• Exercise aim
The entries below should be transcribed in their entirety, exactly as written.

• Exercise data
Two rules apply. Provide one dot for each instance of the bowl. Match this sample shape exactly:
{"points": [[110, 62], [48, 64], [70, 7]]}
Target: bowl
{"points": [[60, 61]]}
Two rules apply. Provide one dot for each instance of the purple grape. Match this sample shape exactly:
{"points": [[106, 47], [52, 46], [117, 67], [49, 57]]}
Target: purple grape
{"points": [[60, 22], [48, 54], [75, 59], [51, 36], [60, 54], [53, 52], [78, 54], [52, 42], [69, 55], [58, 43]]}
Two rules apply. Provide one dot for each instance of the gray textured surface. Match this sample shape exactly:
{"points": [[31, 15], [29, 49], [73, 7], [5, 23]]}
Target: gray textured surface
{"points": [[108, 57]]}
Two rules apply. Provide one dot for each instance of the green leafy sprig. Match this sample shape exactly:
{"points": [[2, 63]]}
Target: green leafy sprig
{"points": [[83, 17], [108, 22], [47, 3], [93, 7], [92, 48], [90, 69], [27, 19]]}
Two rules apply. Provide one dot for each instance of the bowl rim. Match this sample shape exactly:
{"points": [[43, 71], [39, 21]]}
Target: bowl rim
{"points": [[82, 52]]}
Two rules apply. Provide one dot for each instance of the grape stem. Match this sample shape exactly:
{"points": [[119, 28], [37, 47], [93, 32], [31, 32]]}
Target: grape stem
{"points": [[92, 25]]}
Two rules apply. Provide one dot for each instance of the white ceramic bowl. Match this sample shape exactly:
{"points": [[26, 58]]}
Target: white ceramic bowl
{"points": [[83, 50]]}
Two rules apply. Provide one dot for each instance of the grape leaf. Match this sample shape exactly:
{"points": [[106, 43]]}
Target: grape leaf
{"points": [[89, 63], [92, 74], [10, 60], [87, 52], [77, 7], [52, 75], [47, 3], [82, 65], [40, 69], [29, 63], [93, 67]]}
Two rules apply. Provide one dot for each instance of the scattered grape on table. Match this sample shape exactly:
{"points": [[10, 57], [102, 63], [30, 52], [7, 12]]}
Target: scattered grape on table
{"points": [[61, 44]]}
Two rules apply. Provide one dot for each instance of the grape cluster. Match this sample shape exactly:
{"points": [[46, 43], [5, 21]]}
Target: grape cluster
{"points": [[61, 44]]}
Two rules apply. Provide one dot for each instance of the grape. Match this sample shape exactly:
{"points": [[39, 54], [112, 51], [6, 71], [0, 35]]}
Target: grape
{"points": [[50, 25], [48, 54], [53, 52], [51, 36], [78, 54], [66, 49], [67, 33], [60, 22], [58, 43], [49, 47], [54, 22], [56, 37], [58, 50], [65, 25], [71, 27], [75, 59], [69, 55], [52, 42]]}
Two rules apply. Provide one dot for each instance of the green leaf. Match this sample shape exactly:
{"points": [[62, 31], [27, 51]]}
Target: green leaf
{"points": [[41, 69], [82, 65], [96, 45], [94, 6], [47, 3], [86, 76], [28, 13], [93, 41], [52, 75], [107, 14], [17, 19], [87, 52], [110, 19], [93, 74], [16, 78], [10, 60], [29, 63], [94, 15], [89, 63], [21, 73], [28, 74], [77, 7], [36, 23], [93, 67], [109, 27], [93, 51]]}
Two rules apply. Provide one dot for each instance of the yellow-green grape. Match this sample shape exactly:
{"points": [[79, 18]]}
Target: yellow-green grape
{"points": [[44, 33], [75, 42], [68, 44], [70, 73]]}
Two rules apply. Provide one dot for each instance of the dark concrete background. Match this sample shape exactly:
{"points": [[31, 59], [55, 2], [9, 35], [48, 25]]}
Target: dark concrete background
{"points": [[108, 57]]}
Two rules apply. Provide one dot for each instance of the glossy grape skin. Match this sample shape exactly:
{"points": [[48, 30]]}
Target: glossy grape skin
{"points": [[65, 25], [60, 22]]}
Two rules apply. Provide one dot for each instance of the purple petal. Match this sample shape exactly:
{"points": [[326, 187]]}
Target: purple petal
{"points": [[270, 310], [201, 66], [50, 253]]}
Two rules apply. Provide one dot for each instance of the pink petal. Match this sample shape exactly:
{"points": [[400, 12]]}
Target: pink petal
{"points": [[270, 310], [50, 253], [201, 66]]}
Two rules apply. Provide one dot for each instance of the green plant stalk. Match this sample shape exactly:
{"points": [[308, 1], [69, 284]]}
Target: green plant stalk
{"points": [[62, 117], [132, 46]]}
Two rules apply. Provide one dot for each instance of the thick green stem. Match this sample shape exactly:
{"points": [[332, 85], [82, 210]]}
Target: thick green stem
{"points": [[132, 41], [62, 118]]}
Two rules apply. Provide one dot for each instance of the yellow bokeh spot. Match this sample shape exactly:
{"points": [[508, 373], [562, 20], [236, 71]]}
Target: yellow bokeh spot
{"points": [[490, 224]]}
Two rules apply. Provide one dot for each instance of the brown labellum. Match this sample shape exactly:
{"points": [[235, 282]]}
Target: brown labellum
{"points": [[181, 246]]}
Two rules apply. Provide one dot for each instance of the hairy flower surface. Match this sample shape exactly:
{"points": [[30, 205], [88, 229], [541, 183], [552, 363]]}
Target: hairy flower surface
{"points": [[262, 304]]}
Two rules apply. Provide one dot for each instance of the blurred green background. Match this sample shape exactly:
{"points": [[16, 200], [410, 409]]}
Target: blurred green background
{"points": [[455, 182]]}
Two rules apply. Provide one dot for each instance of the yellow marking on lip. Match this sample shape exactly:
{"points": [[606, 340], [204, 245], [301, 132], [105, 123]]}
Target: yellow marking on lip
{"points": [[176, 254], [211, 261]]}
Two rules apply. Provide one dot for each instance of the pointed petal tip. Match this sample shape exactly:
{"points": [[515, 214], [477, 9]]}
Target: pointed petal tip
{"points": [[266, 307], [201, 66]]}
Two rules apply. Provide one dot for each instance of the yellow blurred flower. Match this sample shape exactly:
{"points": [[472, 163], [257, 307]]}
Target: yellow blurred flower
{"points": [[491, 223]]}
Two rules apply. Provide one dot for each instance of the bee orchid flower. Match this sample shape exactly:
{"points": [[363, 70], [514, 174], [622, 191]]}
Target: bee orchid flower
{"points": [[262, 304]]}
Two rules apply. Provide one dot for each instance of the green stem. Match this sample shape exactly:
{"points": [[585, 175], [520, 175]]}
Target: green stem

• Result for this task
Two rules apply. Provide one dot for each instance of the bowl. Match this sample shape exactly:
{"points": [[110, 62], [48, 64], [70, 7]]}
Target: bowl
{"points": [[60, 61]]}
Two rules apply. Provide one dot for each instance of the purple grape. Match this sample shape exactly:
{"points": [[106, 47], [52, 46], [117, 67], [49, 57]]}
Target: purple grape
{"points": [[60, 22], [48, 54], [75, 59], [51, 36], [60, 54], [53, 52], [78, 54], [52, 42], [69, 55], [58, 43]]}
Two rules apply. Provide one dot for each instance of the gray textured surface. Match this sample shape exactly:
{"points": [[31, 15], [29, 49], [73, 7], [5, 23]]}
Target: gray textured surface
{"points": [[108, 57]]}
Two rules apply. Provide one dot for each instance of the green leafy sprig. Match this sample shape exactly:
{"points": [[2, 63]]}
Target: green leafy sprig
{"points": [[83, 17], [108, 22], [47, 3], [93, 7], [92, 48], [90, 69], [27, 19]]}
Two rules apply. Provide one dot for each instance of the bowl rim. Match this sample shape exactly:
{"points": [[43, 71], [39, 21]]}
Target: bowl rim
{"points": [[82, 52]]}
Two rules apply. Provide one dot for each instance of the grape stem. Match this sample shape exactly:
{"points": [[119, 28], [37, 47], [93, 32], [31, 32]]}
Target: grape stem
{"points": [[92, 25]]}
Two rules apply. Provide one dot for each instance of the white ceramic bowl. Match this sample shape exactly:
{"points": [[26, 58]]}
Target: white ceramic bowl
{"points": [[83, 50]]}
Two rules apply. Provide one dot for each instance of the grape leaf. Match this sample shape exactly:
{"points": [[106, 43]]}
Target: grape leaf
{"points": [[89, 63], [92, 74], [10, 60], [87, 52], [77, 7], [52, 75], [47, 3], [82, 65], [40, 69], [29, 63], [93, 67]]}
Two rules apply. Provide one dot for each instance of the scattered grape on table. Match this sample shape exactly:
{"points": [[10, 57], [102, 63], [30, 52], [7, 12]]}
Target: scattered grape on table
{"points": [[61, 44]]}
Two rules apply. Provide one dot for each instance of the grape cluster. Match this sample shape exactly:
{"points": [[46, 43], [5, 21]]}
Target: grape cluster
{"points": [[61, 44]]}
Two rules apply. Provide one dot for each instance of the grape. Match this sample shape exactly:
{"points": [[39, 54], [112, 51], [6, 71], [0, 35]]}
Target: grape
{"points": [[50, 25], [48, 54], [53, 52], [51, 36], [78, 54], [66, 49], [67, 33], [60, 22], [58, 43], [49, 47], [54, 22], [56, 37], [58, 50], [65, 25], [71, 27], [75, 59], [69, 55], [52, 42]]}
Two rules apply. Provide one dot for each instance of the green leaf. Match this sample shape exactly:
{"points": [[62, 31], [27, 51]]}
Target: green leaf
{"points": [[41, 69], [82, 65], [96, 45], [94, 6], [47, 3], [86, 76], [28, 13], [93, 41], [52, 75], [107, 14], [17, 19], [87, 52], [110, 19], [93, 74], [16, 78], [10, 60], [29, 63], [94, 15], [89, 63], [21, 73], [28, 74], [77, 7], [36, 23], [93, 67], [109, 27], [93, 51]]}
Two rules apply. Provide one dot for each instance of the yellow-green grape. Match this sample shape exactly:
{"points": [[79, 18]]}
Target: yellow-green grape
{"points": [[44, 33], [75, 42], [68, 44], [70, 73]]}
Two rules apply. Provide one dot for each instance of the dark concrete background. Match this sample shape exactly:
{"points": [[31, 59], [55, 2], [9, 35], [48, 25]]}
Target: dark concrete background
{"points": [[108, 57]]}
Two rules apply. Provide one dot for each instance of the glossy grape skin. Match this sample shape exactly:
{"points": [[48, 30]]}
Target: glossy grape skin
{"points": [[65, 25], [60, 22]]}
Two rules apply. Provide one dot for each instance of the purple petal. Match this sample shape exactly:
{"points": [[326, 187]]}
Target: purple petal
{"points": [[270, 310], [201, 66], [50, 253]]}
Two rules apply. Provide one dot for each instance of the pink petal. Match this sample shape exactly:
{"points": [[400, 12]]}
Target: pink petal
{"points": [[270, 310], [50, 253], [201, 66]]}
Two rules apply. Provide one dot for each instance of the green plant stalk. Match this sample shape exactly:
{"points": [[308, 1], [69, 284]]}
Target: green plant stalk
{"points": [[62, 117], [132, 46]]}
Two rules apply. Provide one dot for each instance of the thick green stem. Match this sample shape exactly:
{"points": [[332, 85], [82, 210]]}
Target: thick green stem
{"points": [[132, 41], [62, 118]]}
Two rules apply. Provide one dot for each instance of the yellow bokeh spot. Match this sample shape exactly:
{"points": [[508, 373], [562, 20], [236, 71]]}
Target: yellow bokeh spot
{"points": [[490, 224]]}
Two rules apply. Provide one dot for each instance of the brown labellum. Match this sample shape exactly:
{"points": [[235, 282]]}
Target: brown labellum
{"points": [[181, 246]]}
Two rules apply. Provide one dot for each instance of the hairy flower surface. Match this sample shape exactly:
{"points": [[30, 205], [88, 229], [541, 183], [552, 363]]}
Target: hairy flower surface
{"points": [[262, 304]]}
Two rules apply. Provide one dot for each instance of the blurred green background. Match this sample shape exactly:
{"points": [[16, 200], [410, 409]]}
Target: blurred green background
{"points": [[455, 182]]}
Two rules apply. Provide one dot for each instance of the yellow marking on lip. Match this sample shape exactly:
{"points": [[606, 340], [204, 245], [301, 132], [105, 123]]}
Target: yellow marking on lip
{"points": [[176, 254], [211, 261]]}
Two rules apply. Provide one dot for each instance of the pointed petal tip. Match this sample shape exactly:
{"points": [[515, 214], [477, 9]]}
Target: pointed petal tip
{"points": [[266, 307], [201, 66]]}
Two rules apply. Provide one dot for each instance of the yellow blurred flower. Match this sample shape exactly:
{"points": [[472, 163], [257, 307]]}
Target: yellow blurred flower
{"points": [[491, 223]]}
Two rules apply. Provide one dot for each instance of the bee orchid flower. Match this sample shape exactly:
{"points": [[363, 70], [514, 174], [622, 191]]}
Target: bee orchid flower
{"points": [[262, 304]]}
Two rules apply. Provide one dot for each instance of the green stem. Match this sample shape exactly:
{"points": [[585, 175], [520, 175]]}
Target: green stem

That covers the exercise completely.